=== Source ===
****
And yet she and others who have appeared before the Senate Judiciary Committee, including 5th Circuit nominee Andy Oldham, have declined to say in so many words that the ruling is the law of the land and part of our accepted constitutional canon.
Oldham tried to weasel his way out of the question by noting, without evidence, that “even the most universally accepted Supreme Court case is outside the bounds of a federal judge to comment on.” In further defense of his nondefense of Brown, Oldham also tried to compare his answer to that of Justice Neil Gorsuch, who in his own confirmation hearing didn’t quite come out say that Brown was correctly decided — at most, he called it “a correct application of the law of precedent.” But after being pressed on the issue he nonetheless praised the ruling and observed that it “corrected one of the most deeply erroneous interpretations of law in Supreme Court history, Plessy v. Ferguson, which is a dark, dark stain on our court’s history.”
And so we’ve come full circle. From a period when every Supreme Court nominee, liberal or conservative, had no qualms with holding Brown in high esteem to today’s aberration: a shyness, if not downright refusal, to stand up for the centerpiece of American jurisprudence. Our most cherished of precedents.
You would think inquiring about Brown is just limited to those nominees in the hot seat. But earlier this month, a coalition of court advocates met in Iowa with staff for Chuck Grassley, the chairman of the Senate committee that vets judicial nominees. When confronted with what seems to be the new normal for Trump nominees and Brown, Michael Davis, Grassley’s chief counsel for judicial nominations and a former Gorsuch law clerk, seemed to take umbrage at the question.
“I think it’s cheap political games and cheap racial politics going on with the Brown v. Board of Education discussion,” Davis told the court advocates, according to a video capturing the meeting. Davis added that that line of inquiry, otherwise common for judicial nominees in the past, amounted to “gutter politics.” If that’s how one of the top lawyers helping a leading senator discharge his advice-and-consent duty feels about even bringing up Brownduring a hearing, then we shouldn’t be so surprised at the nominees’ own shameful silence.
****
Saved records:
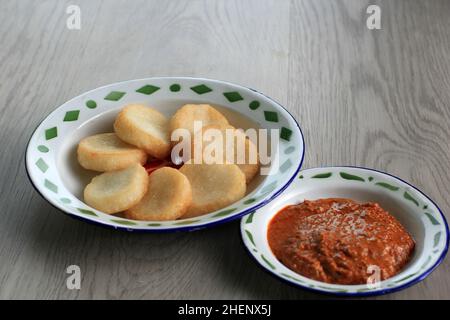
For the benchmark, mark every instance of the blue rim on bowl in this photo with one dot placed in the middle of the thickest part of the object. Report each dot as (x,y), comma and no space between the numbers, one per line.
(417,212)
(42,156)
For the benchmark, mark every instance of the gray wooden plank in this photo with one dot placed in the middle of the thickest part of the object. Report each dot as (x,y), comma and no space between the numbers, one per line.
(370,98)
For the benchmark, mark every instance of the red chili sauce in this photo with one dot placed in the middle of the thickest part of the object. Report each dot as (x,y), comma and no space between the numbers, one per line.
(337,240)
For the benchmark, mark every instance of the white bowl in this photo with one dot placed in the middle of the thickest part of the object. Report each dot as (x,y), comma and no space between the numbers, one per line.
(51,152)
(418,214)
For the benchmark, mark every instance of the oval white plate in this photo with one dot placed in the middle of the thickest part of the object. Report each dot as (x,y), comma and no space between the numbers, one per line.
(51,152)
(418,213)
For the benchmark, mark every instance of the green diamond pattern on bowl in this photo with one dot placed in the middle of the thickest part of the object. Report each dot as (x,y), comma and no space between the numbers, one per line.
(51,186)
(42,165)
(124,222)
(335,177)
(201,89)
(72,115)
(285,133)
(91,104)
(148,89)
(51,133)
(233,96)
(115,95)
(289,150)
(271,116)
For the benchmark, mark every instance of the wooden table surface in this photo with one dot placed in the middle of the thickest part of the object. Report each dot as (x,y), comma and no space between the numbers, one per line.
(374,98)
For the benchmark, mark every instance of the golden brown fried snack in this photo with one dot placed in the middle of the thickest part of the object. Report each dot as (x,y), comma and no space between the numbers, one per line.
(247,159)
(214,186)
(116,191)
(185,116)
(168,197)
(144,127)
(106,152)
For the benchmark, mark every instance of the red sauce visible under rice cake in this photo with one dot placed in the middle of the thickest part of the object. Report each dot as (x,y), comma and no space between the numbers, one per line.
(336,240)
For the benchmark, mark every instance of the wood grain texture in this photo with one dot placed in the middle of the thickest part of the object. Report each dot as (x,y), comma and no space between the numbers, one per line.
(378,99)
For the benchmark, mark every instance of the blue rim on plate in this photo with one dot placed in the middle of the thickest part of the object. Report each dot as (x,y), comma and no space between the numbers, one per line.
(187,227)
(409,283)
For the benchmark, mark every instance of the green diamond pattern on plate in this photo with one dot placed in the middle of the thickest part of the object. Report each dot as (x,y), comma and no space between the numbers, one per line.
(148,89)
(285,133)
(271,116)
(124,222)
(254,105)
(51,186)
(233,96)
(51,133)
(115,95)
(201,89)
(43,149)
(72,115)
(41,165)
(91,104)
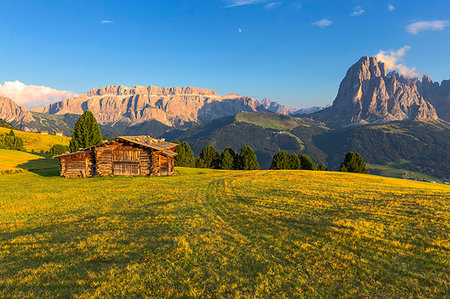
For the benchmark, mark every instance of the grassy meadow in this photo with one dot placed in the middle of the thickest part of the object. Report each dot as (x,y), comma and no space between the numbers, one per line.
(37,142)
(214,233)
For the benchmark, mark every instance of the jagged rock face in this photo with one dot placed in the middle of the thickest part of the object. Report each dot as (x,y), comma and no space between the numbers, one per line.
(13,113)
(438,95)
(368,95)
(170,106)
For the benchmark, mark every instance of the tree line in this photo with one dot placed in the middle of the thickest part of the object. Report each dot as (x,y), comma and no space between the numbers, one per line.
(87,133)
(209,158)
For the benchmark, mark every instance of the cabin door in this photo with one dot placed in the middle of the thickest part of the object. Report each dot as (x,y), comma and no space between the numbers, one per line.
(126,162)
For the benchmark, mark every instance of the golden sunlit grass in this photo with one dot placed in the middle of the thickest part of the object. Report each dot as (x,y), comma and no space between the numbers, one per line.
(36,141)
(214,233)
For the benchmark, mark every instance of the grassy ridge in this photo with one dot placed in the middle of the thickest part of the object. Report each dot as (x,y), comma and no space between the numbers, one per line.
(36,141)
(223,233)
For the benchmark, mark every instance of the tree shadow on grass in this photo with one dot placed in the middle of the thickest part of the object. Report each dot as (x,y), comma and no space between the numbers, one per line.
(44,166)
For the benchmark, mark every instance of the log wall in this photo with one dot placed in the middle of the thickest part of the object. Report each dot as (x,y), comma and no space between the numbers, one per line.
(117,159)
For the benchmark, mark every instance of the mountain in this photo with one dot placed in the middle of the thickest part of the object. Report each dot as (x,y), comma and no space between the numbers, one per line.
(286,110)
(367,95)
(13,113)
(413,146)
(438,95)
(170,106)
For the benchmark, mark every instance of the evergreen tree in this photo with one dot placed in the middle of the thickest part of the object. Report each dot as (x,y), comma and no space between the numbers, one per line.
(11,142)
(200,163)
(210,156)
(281,161)
(179,159)
(306,162)
(353,162)
(246,159)
(189,160)
(87,132)
(227,159)
(322,167)
(58,149)
(294,162)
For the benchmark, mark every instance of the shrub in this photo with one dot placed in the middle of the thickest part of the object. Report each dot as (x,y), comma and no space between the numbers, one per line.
(353,162)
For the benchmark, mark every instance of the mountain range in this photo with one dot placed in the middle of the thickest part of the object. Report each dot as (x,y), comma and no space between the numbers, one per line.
(373,109)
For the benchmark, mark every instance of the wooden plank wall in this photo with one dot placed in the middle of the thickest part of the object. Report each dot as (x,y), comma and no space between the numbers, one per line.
(125,158)
(77,165)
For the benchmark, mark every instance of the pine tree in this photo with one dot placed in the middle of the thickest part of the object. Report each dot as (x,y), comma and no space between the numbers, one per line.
(209,156)
(247,160)
(294,162)
(281,161)
(306,162)
(180,158)
(189,160)
(353,162)
(227,159)
(87,132)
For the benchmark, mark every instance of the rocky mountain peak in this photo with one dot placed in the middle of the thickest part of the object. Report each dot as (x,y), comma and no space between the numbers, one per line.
(13,113)
(368,95)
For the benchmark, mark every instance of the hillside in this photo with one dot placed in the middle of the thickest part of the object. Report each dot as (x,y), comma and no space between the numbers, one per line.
(37,142)
(422,147)
(223,234)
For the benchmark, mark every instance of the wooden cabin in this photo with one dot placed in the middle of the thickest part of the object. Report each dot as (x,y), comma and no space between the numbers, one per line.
(123,156)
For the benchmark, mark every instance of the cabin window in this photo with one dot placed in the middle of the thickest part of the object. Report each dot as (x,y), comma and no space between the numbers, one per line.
(126,162)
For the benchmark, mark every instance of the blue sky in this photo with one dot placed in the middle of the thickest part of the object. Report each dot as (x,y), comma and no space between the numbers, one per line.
(295,52)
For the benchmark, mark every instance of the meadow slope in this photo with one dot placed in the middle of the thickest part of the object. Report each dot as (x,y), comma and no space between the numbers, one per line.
(220,233)
(37,142)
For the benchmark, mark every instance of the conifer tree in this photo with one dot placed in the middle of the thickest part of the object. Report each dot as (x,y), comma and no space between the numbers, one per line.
(294,162)
(281,161)
(227,159)
(306,162)
(353,162)
(87,132)
(189,160)
(210,156)
(247,160)
(179,149)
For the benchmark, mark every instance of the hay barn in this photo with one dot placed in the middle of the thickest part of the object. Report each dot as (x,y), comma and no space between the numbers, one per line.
(123,156)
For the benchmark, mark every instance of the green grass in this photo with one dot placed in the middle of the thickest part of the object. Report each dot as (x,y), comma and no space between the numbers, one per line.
(268,120)
(215,233)
(36,141)
(396,170)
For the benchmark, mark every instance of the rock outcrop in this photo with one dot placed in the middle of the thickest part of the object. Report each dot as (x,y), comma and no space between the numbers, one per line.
(170,106)
(438,95)
(368,95)
(13,113)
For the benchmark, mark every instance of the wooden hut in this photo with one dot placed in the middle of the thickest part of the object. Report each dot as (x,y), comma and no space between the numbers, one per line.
(123,156)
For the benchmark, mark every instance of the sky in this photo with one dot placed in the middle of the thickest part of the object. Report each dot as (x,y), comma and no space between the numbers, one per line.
(295,52)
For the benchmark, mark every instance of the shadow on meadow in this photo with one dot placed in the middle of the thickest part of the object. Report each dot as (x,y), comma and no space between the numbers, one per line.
(44,166)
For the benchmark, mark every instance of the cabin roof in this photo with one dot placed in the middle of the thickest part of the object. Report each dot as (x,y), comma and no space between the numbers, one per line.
(147,141)
(84,151)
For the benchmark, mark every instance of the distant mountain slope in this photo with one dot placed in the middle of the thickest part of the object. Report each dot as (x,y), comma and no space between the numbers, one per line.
(170,106)
(38,142)
(423,147)
(367,95)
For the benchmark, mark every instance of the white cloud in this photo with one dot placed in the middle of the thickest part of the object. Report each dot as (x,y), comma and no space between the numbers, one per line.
(357,12)
(391,59)
(272,5)
(322,23)
(32,95)
(416,27)
(235,3)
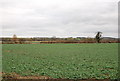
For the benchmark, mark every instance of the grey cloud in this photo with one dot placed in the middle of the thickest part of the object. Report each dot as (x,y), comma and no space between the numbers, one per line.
(59,17)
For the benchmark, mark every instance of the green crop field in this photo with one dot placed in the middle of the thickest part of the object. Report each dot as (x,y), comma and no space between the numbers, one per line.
(73,61)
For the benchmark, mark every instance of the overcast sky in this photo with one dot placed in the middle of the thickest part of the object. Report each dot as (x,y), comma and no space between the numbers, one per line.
(60,18)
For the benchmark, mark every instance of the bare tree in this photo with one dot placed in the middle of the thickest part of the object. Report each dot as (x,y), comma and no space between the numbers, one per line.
(98,36)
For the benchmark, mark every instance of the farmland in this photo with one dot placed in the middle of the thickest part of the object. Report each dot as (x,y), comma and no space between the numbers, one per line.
(73,61)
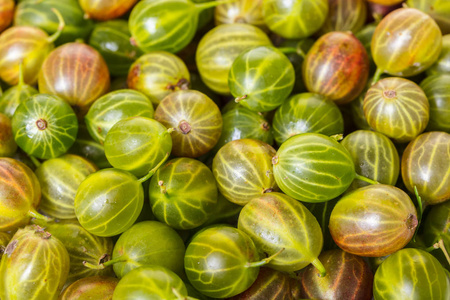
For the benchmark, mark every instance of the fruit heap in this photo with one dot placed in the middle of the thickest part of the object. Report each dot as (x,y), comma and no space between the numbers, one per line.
(224,149)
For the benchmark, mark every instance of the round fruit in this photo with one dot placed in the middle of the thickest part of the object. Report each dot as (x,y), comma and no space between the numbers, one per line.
(373,221)
(158,74)
(219,48)
(77,73)
(267,88)
(312,167)
(103,10)
(263,219)
(307,112)
(95,287)
(196,120)
(374,156)
(34,266)
(243,170)
(411,274)
(137,145)
(148,243)
(295,19)
(151,282)
(44,126)
(397,107)
(391,42)
(59,179)
(113,107)
(437,90)
(183,193)
(348,277)
(337,66)
(112,40)
(426,165)
(108,202)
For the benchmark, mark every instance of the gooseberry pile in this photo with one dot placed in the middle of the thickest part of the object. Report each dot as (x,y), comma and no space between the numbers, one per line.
(224,149)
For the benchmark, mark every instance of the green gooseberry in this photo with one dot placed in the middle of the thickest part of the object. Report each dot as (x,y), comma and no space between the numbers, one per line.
(374,156)
(113,107)
(411,274)
(150,282)
(83,247)
(243,170)
(222,261)
(167,25)
(59,179)
(8,145)
(34,265)
(137,145)
(148,243)
(44,126)
(112,40)
(263,220)
(108,202)
(313,167)
(261,78)
(307,112)
(183,193)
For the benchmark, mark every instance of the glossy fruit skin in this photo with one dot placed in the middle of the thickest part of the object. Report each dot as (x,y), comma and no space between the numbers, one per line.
(216,261)
(183,193)
(348,277)
(113,107)
(219,48)
(34,266)
(307,112)
(241,11)
(112,40)
(437,9)
(394,54)
(44,126)
(373,221)
(149,243)
(397,107)
(13,96)
(77,73)
(137,145)
(337,66)
(196,120)
(103,10)
(271,284)
(266,89)
(345,15)
(295,19)
(176,21)
(95,287)
(158,74)
(374,156)
(108,202)
(151,282)
(243,170)
(442,64)
(82,246)
(20,193)
(59,179)
(7,144)
(39,14)
(437,90)
(6,13)
(263,219)
(411,274)
(25,44)
(312,167)
(241,123)
(425,164)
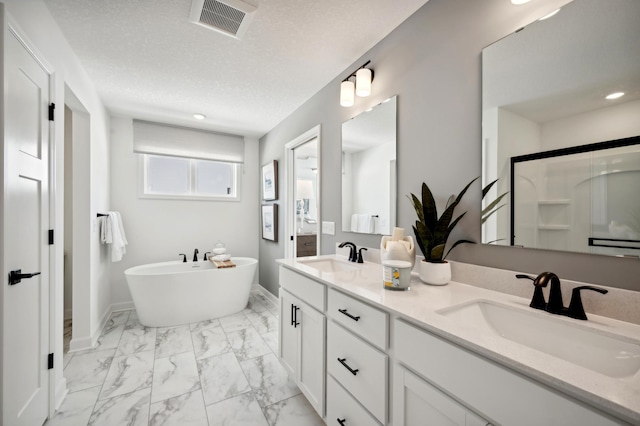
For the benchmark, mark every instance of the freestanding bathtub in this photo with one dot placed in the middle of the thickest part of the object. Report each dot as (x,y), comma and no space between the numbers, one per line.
(174,293)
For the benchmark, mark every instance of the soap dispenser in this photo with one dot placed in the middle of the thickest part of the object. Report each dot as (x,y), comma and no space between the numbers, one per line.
(398,247)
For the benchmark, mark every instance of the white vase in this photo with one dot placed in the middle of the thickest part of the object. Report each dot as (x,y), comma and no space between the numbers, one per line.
(435,273)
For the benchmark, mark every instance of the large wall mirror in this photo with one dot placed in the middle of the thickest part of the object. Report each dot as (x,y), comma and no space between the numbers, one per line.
(566,154)
(369,170)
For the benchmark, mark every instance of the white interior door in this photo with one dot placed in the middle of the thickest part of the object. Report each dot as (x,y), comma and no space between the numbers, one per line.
(25,247)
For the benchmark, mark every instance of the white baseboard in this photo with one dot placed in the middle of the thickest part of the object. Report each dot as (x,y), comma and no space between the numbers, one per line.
(80,344)
(122,306)
(88,342)
(266,293)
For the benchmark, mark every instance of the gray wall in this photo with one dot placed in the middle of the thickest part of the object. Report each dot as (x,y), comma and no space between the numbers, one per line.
(159,229)
(433,63)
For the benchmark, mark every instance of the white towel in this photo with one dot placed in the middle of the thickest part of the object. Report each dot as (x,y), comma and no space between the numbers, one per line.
(354,222)
(365,223)
(112,232)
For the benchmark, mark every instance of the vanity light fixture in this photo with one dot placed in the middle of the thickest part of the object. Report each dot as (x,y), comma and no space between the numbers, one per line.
(615,95)
(361,87)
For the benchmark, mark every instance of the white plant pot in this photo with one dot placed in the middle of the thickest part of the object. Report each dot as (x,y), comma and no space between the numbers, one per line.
(435,273)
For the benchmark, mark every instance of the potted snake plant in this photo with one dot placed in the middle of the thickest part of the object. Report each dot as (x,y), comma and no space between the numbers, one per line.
(432,233)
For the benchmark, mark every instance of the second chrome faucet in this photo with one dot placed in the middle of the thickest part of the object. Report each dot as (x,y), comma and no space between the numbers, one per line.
(555,305)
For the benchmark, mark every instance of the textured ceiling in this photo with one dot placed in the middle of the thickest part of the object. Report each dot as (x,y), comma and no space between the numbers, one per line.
(148,61)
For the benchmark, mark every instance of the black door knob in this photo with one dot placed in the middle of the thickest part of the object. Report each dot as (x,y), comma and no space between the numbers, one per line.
(15,277)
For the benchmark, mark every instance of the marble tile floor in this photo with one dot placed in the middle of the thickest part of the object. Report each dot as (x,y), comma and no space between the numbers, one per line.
(222,371)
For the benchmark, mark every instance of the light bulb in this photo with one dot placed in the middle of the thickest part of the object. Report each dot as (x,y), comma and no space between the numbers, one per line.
(615,95)
(347,97)
(363,82)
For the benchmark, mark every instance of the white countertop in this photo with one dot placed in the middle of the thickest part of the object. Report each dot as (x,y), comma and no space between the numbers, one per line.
(617,396)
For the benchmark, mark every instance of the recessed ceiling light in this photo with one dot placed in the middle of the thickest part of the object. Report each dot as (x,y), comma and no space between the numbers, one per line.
(549,15)
(615,95)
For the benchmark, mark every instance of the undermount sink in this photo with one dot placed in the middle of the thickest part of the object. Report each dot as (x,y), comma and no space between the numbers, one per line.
(329,265)
(606,353)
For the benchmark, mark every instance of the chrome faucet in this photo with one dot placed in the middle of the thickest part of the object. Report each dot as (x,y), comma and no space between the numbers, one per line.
(353,250)
(555,305)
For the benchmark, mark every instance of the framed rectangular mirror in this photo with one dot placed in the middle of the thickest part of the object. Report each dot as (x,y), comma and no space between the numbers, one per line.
(546,121)
(369,170)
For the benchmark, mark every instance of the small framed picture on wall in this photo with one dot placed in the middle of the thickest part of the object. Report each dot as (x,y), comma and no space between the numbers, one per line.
(270,222)
(270,181)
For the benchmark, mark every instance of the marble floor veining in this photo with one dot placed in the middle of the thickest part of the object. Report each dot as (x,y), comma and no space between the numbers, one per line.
(222,371)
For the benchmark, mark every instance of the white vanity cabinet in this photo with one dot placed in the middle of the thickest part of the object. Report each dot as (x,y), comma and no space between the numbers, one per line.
(495,392)
(357,338)
(365,360)
(302,343)
(417,403)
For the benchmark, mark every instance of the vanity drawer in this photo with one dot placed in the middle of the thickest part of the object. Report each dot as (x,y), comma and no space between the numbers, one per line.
(308,290)
(369,384)
(367,322)
(341,405)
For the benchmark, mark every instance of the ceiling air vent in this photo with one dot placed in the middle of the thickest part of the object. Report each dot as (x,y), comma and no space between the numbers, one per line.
(229,17)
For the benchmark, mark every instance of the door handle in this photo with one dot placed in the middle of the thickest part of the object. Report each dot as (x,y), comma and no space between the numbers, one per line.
(295,317)
(343,361)
(15,277)
(344,311)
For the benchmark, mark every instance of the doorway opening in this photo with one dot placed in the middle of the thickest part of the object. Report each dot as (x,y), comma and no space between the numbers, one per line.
(302,204)
(77,225)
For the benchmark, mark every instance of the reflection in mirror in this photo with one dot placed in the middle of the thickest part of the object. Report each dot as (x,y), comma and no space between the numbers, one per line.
(545,89)
(564,199)
(369,170)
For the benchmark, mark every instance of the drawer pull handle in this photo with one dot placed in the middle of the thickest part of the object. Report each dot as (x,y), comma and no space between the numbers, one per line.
(343,362)
(344,311)
(293,313)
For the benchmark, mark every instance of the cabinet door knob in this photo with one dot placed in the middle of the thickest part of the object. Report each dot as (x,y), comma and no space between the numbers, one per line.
(344,363)
(344,311)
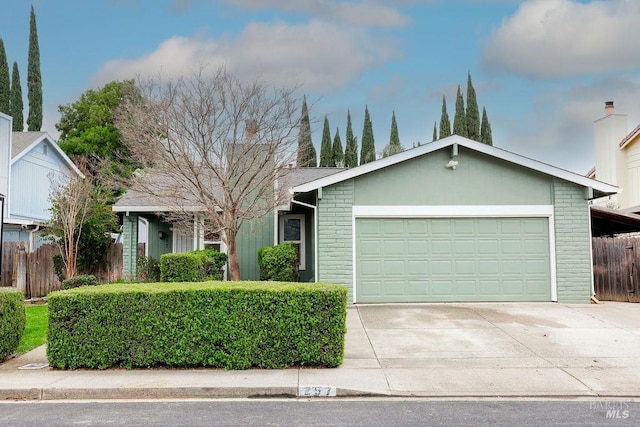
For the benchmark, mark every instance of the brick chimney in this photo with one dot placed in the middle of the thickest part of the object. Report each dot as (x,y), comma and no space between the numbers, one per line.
(608,108)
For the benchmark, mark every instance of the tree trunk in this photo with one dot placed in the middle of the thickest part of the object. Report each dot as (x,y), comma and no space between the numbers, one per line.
(232,258)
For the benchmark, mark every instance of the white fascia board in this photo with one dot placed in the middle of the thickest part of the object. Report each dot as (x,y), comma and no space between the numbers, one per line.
(465,142)
(55,146)
(462,211)
(14,221)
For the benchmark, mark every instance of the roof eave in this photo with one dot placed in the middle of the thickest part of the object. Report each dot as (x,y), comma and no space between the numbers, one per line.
(602,187)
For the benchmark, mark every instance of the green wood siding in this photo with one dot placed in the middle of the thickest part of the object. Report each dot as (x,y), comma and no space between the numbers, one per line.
(573,243)
(478,180)
(130,246)
(158,246)
(334,235)
(253,235)
(452,259)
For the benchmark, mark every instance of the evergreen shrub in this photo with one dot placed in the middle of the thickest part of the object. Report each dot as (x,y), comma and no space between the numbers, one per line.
(231,325)
(278,262)
(80,280)
(193,266)
(12,320)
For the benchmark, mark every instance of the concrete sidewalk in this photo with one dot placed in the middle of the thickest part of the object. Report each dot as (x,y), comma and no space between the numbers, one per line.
(430,350)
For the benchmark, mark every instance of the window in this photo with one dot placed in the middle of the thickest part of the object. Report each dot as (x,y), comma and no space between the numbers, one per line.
(292,231)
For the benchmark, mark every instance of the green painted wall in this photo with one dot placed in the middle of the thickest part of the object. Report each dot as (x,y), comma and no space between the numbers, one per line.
(335,259)
(130,246)
(159,246)
(253,235)
(477,180)
(573,246)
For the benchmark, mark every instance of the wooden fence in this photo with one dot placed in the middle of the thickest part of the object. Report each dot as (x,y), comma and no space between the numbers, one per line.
(616,268)
(34,272)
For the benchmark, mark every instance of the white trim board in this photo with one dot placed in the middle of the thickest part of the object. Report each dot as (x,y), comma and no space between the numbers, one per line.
(454,211)
(472,211)
(464,142)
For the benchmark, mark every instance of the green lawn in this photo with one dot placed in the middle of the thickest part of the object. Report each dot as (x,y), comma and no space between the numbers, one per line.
(35,331)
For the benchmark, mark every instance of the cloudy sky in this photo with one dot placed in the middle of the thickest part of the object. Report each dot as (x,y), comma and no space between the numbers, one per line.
(542,68)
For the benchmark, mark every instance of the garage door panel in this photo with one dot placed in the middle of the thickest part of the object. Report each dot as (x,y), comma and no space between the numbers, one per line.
(462,247)
(393,248)
(487,267)
(417,247)
(393,268)
(511,226)
(392,228)
(488,247)
(466,288)
(370,248)
(452,259)
(440,247)
(465,267)
(489,227)
(440,227)
(441,287)
(490,289)
(464,227)
(419,268)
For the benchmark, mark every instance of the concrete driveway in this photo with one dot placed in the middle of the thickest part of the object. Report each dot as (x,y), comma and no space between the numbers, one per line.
(514,349)
(432,350)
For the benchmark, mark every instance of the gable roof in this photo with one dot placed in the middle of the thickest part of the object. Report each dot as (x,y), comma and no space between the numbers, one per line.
(23,142)
(508,156)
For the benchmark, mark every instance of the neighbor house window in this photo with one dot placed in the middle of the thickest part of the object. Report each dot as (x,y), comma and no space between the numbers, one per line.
(292,231)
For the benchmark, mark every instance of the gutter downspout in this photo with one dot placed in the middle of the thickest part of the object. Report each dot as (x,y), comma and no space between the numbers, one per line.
(32,241)
(315,237)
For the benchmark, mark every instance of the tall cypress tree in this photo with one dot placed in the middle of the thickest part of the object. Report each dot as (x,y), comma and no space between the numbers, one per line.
(306,151)
(338,154)
(368,149)
(16,100)
(485,129)
(326,150)
(394,146)
(5,82)
(34,79)
(445,124)
(459,120)
(473,114)
(351,149)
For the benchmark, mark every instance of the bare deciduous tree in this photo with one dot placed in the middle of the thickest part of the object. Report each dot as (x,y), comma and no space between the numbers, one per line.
(213,143)
(71,202)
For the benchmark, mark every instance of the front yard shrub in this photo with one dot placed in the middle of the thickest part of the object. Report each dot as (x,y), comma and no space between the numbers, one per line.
(148,269)
(81,280)
(193,266)
(12,320)
(232,325)
(278,262)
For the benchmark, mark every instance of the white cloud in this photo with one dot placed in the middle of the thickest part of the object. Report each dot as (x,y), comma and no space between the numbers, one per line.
(319,55)
(362,13)
(551,39)
(560,128)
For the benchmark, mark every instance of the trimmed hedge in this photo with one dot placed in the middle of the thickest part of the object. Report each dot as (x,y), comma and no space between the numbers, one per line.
(232,325)
(278,262)
(12,320)
(193,266)
(81,280)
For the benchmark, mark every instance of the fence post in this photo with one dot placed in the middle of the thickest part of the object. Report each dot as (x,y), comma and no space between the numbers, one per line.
(20,270)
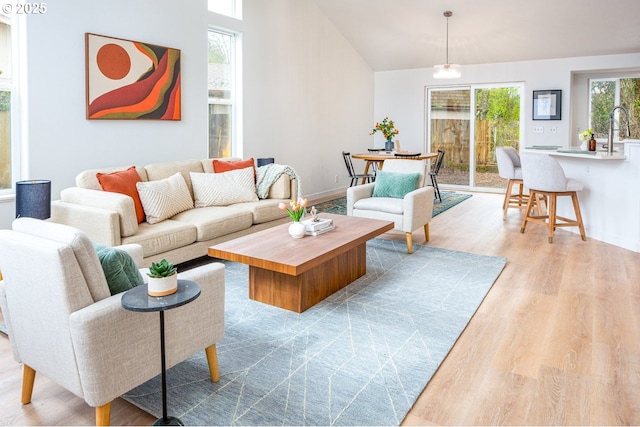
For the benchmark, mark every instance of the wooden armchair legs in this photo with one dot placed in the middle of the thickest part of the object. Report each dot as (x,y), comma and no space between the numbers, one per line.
(212,360)
(410,238)
(28,378)
(103,412)
(103,415)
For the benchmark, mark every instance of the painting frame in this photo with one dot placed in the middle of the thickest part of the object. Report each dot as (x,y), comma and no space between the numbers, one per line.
(547,104)
(130,80)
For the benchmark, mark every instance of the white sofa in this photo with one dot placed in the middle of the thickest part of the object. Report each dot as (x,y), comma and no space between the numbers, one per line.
(110,218)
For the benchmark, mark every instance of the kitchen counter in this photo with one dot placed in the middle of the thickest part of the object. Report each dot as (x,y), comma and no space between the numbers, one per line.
(610,201)
(553,150)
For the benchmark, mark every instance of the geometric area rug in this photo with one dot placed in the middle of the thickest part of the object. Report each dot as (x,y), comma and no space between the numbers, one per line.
(360,357)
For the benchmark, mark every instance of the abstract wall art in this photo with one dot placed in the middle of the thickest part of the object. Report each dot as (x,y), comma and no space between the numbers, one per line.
(131,80)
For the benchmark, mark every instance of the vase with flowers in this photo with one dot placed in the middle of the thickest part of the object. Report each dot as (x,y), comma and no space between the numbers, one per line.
(388,129)
(584,138)
(295,209)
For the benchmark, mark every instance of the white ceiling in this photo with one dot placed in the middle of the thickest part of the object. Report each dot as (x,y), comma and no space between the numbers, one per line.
(403,34)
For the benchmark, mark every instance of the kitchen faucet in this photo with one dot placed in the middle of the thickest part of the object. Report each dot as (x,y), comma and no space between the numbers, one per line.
(610,141)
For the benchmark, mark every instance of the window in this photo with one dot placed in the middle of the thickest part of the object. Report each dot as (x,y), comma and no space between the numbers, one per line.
(230,8)
(605,94)
(6,89)
(221,93)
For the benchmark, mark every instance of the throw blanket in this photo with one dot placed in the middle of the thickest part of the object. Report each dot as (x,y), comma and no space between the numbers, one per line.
(268,174)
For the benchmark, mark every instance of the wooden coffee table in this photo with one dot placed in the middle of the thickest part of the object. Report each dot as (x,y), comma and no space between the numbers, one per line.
(296,274)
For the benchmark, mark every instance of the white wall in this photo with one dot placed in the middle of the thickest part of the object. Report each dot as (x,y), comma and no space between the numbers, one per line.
(401,94)
(307,94)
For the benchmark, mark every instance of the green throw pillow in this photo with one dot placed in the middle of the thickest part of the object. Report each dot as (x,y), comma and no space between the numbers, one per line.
(119,268)
(392,184)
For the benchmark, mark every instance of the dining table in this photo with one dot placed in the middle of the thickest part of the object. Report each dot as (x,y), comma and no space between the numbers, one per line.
(378,157)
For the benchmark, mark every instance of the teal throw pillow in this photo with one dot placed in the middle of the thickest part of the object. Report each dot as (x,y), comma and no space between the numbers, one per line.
(119,268)
(392,184)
****
=== What you will do ===
1. Revise the part of the Brown v. Board commentary that opens with the words containing "And so we’ve" and closes with "at the question.", changing "hot seat" to "spotlight".
2. Extend the Brown v. Board commentary beyond its final sentence.
None of the saved records is needed here.

=== Answer list ===
1.
And so we’ve come full circle. From a period when every Supreme Court nominee, liberal or conservative, had no qualms with holding Brown in high esteem to today’s aberration: a shyness, if not downright refusal, to stand up for the centerpiece of American jurisprudence. Our most cherished of precedents.
You would think inquiring about Brown is just limited to those nominees in the spotlight. But earlier this month, a coalition of court advocates met in Iowa with staff for Chuck Grassley, the chairman of the Senate committee that vets judicial nominees. When confronted with what seems to be the new normal for Trump nominees and Brown, Michael Davis, Grassley’s chief counsel for judicial nominations and a former Gorsuch law clerk, seemed to take umbrage at the question.

2.
I grant that it’s a stretch to accuse these would-be judges of secretly supporting the return of de jure racial segregation. But to accept the canard that it’s improper for them to talk about precedent that no respectable jurist anywhere thinks is at risk of being challenged strains credulity. Brown is not going anywhere, and anyone suggesting its validity may one day reach her courtroom as an actual case or controversy can’t possibly be taken seriously as a legal thinker.
Here’s what will most certainly happen, though: Voting discrimination will still run rampant. School districts will still try to re-segregate. Affirmative action may yet again come under attack. Policies explicitly targeting people of color will be enacted — and have been. And you can expect people of good conscience to raise the 14th Amendment as they litigate around these issues.
And here’s another prediction: None of those cases will call Brown into question. But I can guarantee you that those cases will require judges to have a foundational understanding of Brown and the decades of jurisprudence that followed, so that those core principles may be applied to a fresh set of facts.
And just like the Supreme Court did in 1954, judges will continue applying the 14th Amendment’s equality guarantee as the justices did then — not with an eye toward some nebulous original meaning, but to the realities as they exist today. To expect anything less of judicial candidates who will be hearing some of the most pressing issues of our day would be a disservice to both the country and the rule of law.